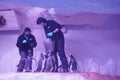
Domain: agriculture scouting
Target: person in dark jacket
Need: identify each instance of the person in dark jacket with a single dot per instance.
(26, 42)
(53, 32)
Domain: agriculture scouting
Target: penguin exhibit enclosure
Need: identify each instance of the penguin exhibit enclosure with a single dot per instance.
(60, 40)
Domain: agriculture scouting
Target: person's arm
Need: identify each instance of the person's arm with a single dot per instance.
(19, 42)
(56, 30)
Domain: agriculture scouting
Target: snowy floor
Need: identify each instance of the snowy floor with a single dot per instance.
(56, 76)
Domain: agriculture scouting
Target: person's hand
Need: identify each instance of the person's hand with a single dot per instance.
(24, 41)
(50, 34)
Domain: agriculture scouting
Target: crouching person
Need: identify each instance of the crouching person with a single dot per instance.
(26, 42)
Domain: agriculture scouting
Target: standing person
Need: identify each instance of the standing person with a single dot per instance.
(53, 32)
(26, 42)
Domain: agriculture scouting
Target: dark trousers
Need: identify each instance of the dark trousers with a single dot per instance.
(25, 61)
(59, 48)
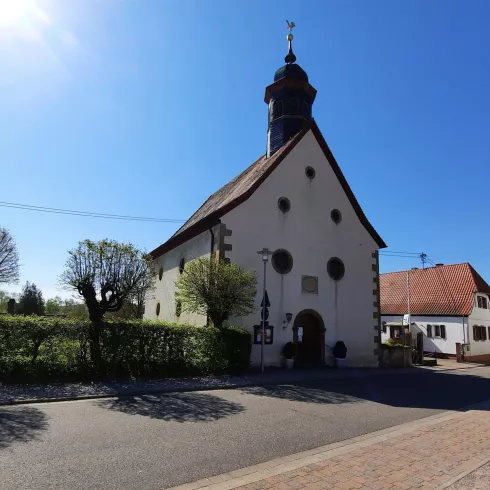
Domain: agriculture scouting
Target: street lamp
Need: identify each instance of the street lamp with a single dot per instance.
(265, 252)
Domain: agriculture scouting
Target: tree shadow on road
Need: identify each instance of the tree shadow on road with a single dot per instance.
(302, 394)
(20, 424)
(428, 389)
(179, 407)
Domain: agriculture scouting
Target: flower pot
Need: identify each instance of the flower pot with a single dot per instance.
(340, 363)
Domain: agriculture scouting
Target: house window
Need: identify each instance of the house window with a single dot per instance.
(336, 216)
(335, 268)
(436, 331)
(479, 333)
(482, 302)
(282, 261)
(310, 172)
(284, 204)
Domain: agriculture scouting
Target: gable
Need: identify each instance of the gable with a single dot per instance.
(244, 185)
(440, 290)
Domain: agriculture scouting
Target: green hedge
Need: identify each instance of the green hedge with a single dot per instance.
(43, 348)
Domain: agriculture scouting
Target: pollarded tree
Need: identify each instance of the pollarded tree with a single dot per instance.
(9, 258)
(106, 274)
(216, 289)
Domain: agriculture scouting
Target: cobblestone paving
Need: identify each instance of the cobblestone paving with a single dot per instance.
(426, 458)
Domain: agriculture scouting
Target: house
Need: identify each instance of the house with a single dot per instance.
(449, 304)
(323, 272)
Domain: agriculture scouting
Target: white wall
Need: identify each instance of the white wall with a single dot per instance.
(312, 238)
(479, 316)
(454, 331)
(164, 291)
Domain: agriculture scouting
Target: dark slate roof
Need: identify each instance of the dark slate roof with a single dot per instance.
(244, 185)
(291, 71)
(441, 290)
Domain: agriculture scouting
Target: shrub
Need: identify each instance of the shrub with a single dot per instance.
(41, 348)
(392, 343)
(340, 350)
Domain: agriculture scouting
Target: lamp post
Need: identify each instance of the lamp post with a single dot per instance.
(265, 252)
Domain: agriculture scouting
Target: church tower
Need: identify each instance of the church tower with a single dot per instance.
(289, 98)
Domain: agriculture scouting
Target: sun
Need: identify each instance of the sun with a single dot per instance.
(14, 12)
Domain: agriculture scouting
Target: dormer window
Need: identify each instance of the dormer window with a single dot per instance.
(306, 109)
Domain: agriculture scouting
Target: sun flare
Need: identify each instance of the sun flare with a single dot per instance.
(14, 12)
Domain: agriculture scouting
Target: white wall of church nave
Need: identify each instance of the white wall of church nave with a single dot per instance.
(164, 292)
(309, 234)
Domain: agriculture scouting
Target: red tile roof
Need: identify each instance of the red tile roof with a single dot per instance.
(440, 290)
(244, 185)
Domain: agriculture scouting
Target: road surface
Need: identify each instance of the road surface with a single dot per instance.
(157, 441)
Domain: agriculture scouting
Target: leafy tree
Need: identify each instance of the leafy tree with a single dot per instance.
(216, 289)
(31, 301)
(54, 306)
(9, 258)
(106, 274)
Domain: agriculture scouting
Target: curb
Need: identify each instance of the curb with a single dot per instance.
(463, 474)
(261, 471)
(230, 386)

--

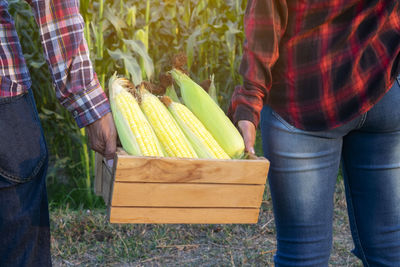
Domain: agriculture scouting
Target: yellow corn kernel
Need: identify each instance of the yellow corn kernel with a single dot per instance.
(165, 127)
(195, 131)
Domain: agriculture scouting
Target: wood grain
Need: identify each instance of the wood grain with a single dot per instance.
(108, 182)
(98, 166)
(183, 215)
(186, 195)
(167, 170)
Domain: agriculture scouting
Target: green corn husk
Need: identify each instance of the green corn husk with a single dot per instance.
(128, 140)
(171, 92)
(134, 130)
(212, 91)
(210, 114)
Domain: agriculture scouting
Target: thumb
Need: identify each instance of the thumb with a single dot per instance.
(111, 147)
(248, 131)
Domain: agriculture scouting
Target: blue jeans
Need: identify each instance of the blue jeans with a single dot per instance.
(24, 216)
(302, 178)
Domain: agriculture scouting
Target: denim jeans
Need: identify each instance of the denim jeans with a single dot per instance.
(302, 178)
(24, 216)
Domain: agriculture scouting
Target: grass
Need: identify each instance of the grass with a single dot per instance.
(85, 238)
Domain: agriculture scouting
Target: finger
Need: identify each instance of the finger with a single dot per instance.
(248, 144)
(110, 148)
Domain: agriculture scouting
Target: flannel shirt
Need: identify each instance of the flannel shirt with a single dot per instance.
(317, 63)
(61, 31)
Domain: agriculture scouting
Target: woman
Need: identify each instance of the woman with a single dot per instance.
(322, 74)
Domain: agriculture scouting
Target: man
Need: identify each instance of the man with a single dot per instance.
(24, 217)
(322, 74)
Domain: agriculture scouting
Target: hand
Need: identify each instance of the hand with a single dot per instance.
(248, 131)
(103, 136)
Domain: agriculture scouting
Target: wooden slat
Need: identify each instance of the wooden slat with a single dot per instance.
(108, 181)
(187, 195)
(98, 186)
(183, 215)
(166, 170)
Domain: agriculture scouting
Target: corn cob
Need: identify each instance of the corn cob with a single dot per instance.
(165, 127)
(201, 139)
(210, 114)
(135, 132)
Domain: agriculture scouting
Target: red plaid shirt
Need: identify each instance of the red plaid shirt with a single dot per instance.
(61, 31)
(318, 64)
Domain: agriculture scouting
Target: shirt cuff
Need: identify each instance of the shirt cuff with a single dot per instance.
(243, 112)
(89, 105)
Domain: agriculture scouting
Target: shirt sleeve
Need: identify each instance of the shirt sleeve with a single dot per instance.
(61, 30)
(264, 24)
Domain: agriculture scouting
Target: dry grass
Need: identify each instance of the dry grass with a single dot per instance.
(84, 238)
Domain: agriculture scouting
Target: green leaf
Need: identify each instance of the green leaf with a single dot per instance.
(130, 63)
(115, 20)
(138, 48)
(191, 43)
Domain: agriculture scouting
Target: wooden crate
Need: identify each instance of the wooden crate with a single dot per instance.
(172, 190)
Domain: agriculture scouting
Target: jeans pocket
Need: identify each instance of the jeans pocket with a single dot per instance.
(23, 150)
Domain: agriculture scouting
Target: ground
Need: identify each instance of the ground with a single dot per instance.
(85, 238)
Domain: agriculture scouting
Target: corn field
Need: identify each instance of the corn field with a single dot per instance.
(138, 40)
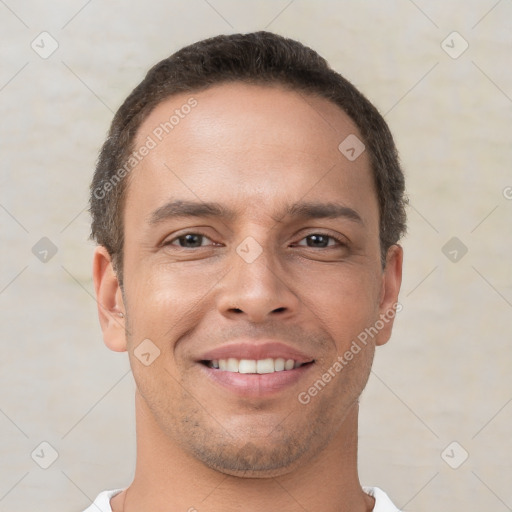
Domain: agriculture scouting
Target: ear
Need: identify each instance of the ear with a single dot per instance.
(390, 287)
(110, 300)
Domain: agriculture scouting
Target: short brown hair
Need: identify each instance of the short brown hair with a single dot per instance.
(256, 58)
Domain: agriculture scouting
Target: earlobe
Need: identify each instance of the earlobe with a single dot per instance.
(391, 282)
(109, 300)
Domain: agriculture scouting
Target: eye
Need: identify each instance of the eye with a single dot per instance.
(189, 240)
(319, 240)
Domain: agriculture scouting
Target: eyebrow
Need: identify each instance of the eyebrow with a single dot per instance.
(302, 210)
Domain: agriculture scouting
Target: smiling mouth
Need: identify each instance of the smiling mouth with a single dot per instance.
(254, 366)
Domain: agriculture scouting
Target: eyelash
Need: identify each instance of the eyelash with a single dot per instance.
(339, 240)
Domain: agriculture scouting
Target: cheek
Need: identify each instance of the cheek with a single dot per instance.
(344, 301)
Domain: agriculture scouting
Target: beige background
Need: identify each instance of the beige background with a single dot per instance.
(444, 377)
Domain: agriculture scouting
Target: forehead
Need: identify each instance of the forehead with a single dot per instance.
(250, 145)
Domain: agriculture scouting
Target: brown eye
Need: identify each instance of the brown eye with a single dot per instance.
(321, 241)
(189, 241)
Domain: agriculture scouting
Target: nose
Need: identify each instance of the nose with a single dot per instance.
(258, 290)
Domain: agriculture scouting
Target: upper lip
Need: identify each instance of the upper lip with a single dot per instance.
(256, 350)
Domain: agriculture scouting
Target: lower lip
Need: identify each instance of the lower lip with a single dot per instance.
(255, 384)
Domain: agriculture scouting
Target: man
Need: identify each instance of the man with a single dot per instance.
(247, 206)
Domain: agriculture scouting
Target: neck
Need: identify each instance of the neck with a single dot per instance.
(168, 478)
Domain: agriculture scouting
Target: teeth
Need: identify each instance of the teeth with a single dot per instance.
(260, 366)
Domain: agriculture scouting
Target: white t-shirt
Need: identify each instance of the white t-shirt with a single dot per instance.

▶ _OBJECTIVE_: Gather every line of the material above that contains the word "hand", and copy each one without changes.

▶ _REPLY_:
Target: person's hand
Need: identify each instance of the person's hand with a single dot per instance.
Target: hand
Need: identify each instance of the hand with a single dot per instance.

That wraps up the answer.